■ Given instruction A ■
In the text on Python dependency management, why does the author describe virtual environments as "truly disposable"? Answer in one to three sentences.
■ Given instruction B ■
Render the following sentence from the text on Python dependency management into German: "What they do however is to keep a simple record of the steps taken and dependencies that were directly added during development or experimentation."
■ Given instruction C ■
Print the passage of the text on Python dependency management from "If, hypothetically, adding" up to and including "e.g. requirements.tensorflow-idea-1.in etc.".

■ Text ■

Yes. I feel your pain. I used to suffer with the very same struggles for years and years and it was one of the things that almost drove me away from Python entirely. This is why I really wish that the built-in tool directed people towards simpler, more reliable methods.

Not to belabour the point, but please hear me out.

If, hypothetically, adding new dependencies during development of an application or script or scratch experiment, one was directed to a mechanism such as pip add <pkg_name> [--output-file [default: requirements.in]] then one would always be maintaining a list of ones direct dependencies as one developed their script or application. Yes, there is a price to pay for working this way. I'm not suggesting there isn't. This mechanism does mean that inside every "project" folder there is one or more requirements.in files with direct dependencies listed. It does mean that alongside every "script" there needs to be such a file(s). It does mean that inside every "scratch" folder there may be numerous files with various names e.g. requirements.tensorflow-idea-1.in etc.

Yes, it can get messy. Yes, these files are not linked to any particular venv. What they do however is to keep a simple record of the steps taken and dependencies that were directly added during development or experimentation. Once there is a collection of these file(s), one can use them to synchronise the transitive dependency closure into any particular venv. In a sense, the venvs are truly disposable and can be recreated or synched from any particular requirements.in style file at any time.

■ Source material ■
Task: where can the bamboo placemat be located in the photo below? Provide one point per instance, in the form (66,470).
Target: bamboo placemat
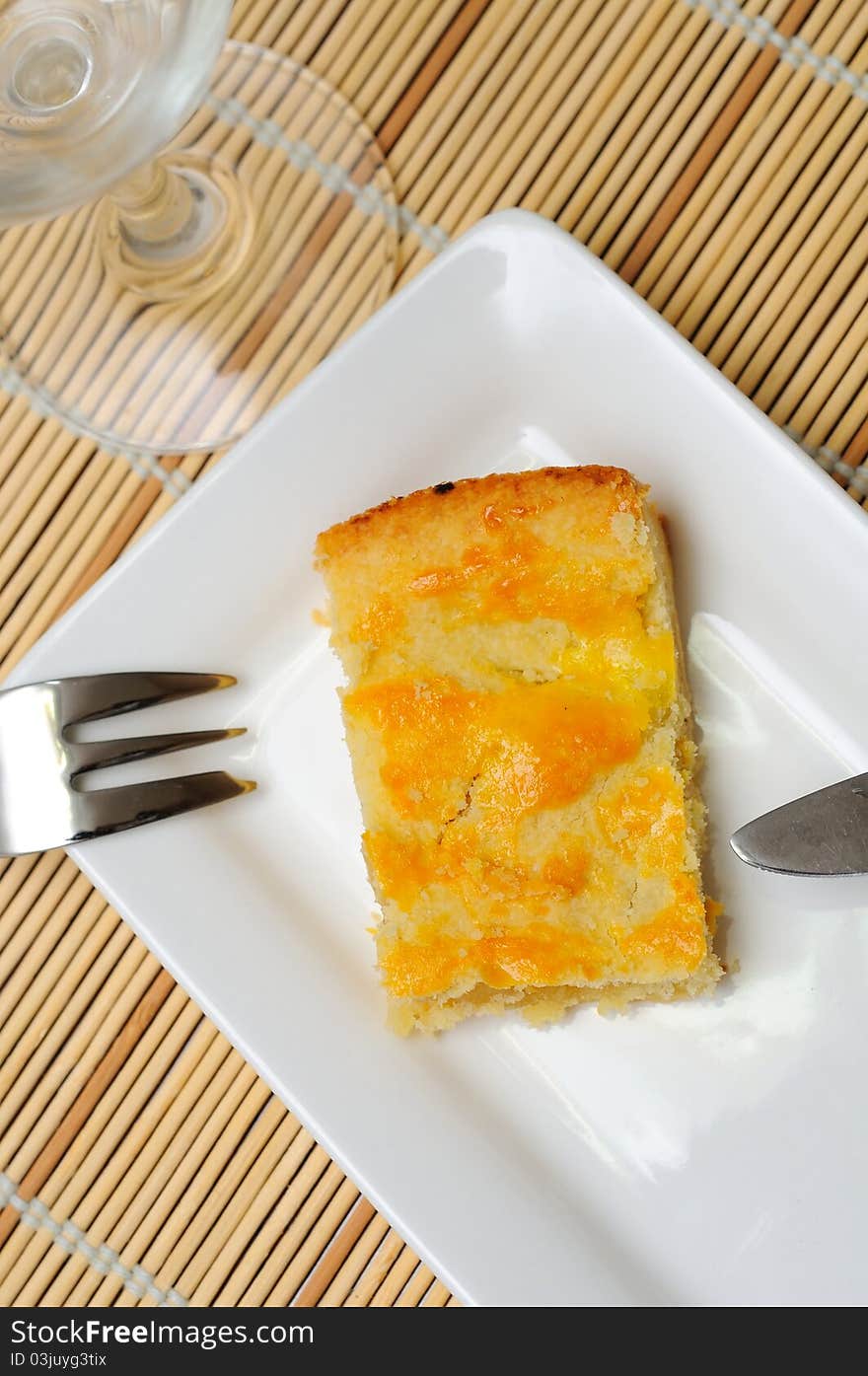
(713,154)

■ Worked answer A ■
The requirements.in files keep a simple record of the dependencies added directly during development or experimentation. These files can be used at any time to synchronize the full transitive dependency closure into any venv. Any venv can therefore be recreated or synced from such a file whenever needed.

■ Worked answer B ■
Was sie jedoch tun, ist, eine einfache Aufzeichnung der unternommenen Schritte und der Abhängigkeiten zu führen, die während der Entwicklung oder des Experimentierens direkt hinzugefügt wurden.

■ Worked answer C ■
If, hypothetically, adding new dependencies during development of an application or script or scratch experiment, one was directed to a mechanism such as pip add <pkg_name> [--output-file [default: requirements.in]] then one would always be maintaining a list of ones direct dependencies as one developed their script or application. Yes, there is a price to pay for working this way. I'm not suggesting there isn't. This mechanism does mean that inside every "project" folder there is one or more requirements.in files with direct dependencies listed. It does mean that alongside every "script" there needs to be such a file(s). It does mean that inside every "scratch" folder there may be numerous files with various names e.g. requirements.tensorflow-idea-1.in etc.